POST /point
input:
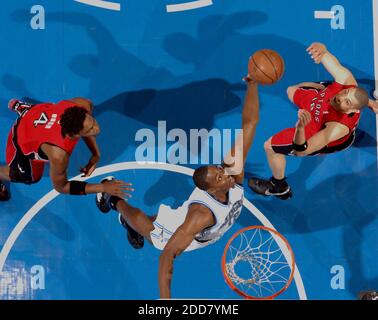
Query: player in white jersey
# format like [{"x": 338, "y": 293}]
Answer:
[{"x": 210, "y": 211}]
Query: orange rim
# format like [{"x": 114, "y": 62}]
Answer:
[{"x": 229, "y": 281}]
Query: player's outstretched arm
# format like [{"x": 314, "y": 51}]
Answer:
[
  {"x": 90, "y": 142},
  {"x": 332, "y": 132},
  {"x": 197, "y": 219},
  {"x": 59, "y": 160},
  {"x": 236, "y": 158},
  {"x": 320, "y": 54}
]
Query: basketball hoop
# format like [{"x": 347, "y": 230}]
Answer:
[{"x": 258, "y": 263}]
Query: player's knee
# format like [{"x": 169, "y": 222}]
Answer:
[
  {"x": 290, "y": 92},
  {"x": 268, "y": 145}
]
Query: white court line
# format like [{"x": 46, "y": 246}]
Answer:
[
  {"x": 324, "y": 14},
  {"x": 189, "y": 5},
  {"x": 375, "y": 30},
  {"x": 34, "y": 210},
  {"x": 102, "y": 4}
]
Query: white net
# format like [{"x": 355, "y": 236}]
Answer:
[{"x": 256, "y": 265}]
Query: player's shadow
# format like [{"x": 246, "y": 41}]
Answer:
[
  {"x": 304, "y": 213},
  {"x": 169, "y": 187},
  {"x": 46, "y": 220},
  {"x": 217, "y": 37}
]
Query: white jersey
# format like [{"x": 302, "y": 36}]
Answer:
[{"x": 168, "y": 219}]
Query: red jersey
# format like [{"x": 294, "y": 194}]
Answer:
[
  {"x": 317, "y": 102},
  {"x": 41, "y": 125}
]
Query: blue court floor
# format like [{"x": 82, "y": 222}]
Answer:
[{"x": 142, "y": 64}]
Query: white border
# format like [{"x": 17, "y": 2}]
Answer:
[
  {"x": 34, "y": 210},
  {"x": 189, "y": 5},
  {"x": 102, "y": 4}
]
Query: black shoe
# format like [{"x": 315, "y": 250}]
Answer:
[
  {"x": 103, "y": 198},
  {"x": 4, "y": 193},
  {"x": 135, "y": 239},
  {"x": 368, "y": 295},
  {"x": 19, "y": 106},
  {"x": 268, "y": 188}
]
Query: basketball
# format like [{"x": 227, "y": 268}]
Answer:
[{"x": 266, "y": 66}]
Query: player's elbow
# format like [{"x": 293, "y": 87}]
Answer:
[
  {"x": 300, "y": 154},
  {"x": 290, "y": 92},
  {"x": 249, "y": 122}
]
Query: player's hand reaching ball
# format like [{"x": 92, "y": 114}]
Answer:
[
  {"x": 118, "y": 188},
  {"x": 317, "y": 50},
  {"x": 304, "y": 118}
]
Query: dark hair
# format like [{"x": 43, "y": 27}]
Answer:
[
  {"x": 199, "y": 178},
  {"x": 362, "y": 97},
  {"x": 72, "y": 121}
]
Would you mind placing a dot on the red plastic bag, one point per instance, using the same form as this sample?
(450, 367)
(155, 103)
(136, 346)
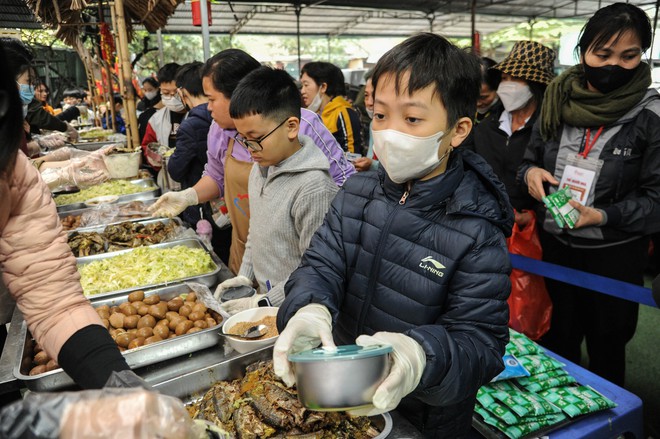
__________________________________________________
→ **EXERCISE BRIEF**
Could you set out the material from the line with "Query: dark hair" through the end as a Markdown table with columns "Row" and "Line", one line per row, skipping blank lines and leaving out the pictures?

→ **TASK SOLUTION**
| Row | Line |
|---|---|
| 1 | Query: dark hair |
| 2 | # format like [{"x": 43, "y": 27}] |
| 3 | Answer: |
| 4 | [ |
| 5 |   {"x": 199, "y": 178}, |
| 6 |   {"x": 362, "y": 97}, |
| 7 |   {"x": 72, "y": 121} |
| 8 | ] |
| 9 | Would you mind placing a dot on the red plastic bag, one point per instance, using the same form as this sample? |
| 10 | (450, 367) |
| 11 | (155, 103) |
| 12 | (136, 346) |